▸ **TASK BRIEF**:
According to the biography of Marie-Claude Guigue, what title did he graduate with from the École Nationale des Chartes?

▸ **SELECTED PASSAGE**:
= = = = = = =
Marie-Claude Guigue (16 October 1832, Trévoux – 8 February 1889, Trévoux) was a French archivist.

He gained a Bachelor of Letters in 1852, and a licence in law in 1855. He attended the École Nationale des Chartes, where he graduated as an archiviste paléographe with the thesis Essai sur les causes de la dépopulation de la Dombes et l'origine des étangs ("Essay on the causes of the depopulation of the Dombes and origin of the Étangs"; 1857). He was also the translator of secret notes of Napoleon I to Napoleon III.

In 1873 he published Topographie historique du département de l'Ain ("Historical topography of the department of Ain").

==Timeline==
- 1859 - Auditor of Weights and Measures in Trévoux.
- 1866 – Collector in Songieu.
- 1870 – Collector in Vonnas.
- 1873 – County archivist of Ain.
- 1874 – Assistant archivist of Lyon.
- 1877–1889 – Librarian-in-Chief of the departmental archives of the Rhône and Lyon.
- 1877 – Member of the Académie des sciences, belles-lettres et arts de Lyon.
- 1880 – Inspector-General of the municipal archives department.
- His son Georges continued his work and his passion for history.
= = = = = = =
▸ **DATASET ENTRIES**:
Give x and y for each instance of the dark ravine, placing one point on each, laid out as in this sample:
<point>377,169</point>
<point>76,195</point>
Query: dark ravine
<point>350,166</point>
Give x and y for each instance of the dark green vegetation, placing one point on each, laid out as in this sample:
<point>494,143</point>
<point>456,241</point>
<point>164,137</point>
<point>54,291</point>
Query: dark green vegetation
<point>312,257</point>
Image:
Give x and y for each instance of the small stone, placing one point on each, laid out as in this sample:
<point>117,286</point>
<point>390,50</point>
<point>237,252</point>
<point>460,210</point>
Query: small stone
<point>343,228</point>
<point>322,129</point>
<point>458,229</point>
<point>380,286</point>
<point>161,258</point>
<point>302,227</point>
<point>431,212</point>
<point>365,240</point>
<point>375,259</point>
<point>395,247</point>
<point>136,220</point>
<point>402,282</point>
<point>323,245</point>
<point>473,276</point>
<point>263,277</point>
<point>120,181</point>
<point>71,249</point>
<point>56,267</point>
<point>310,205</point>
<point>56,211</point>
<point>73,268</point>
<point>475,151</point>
= = = = = = =
▸ **RESULT OF THIS EXERCISE**:
Archiviste paléographe.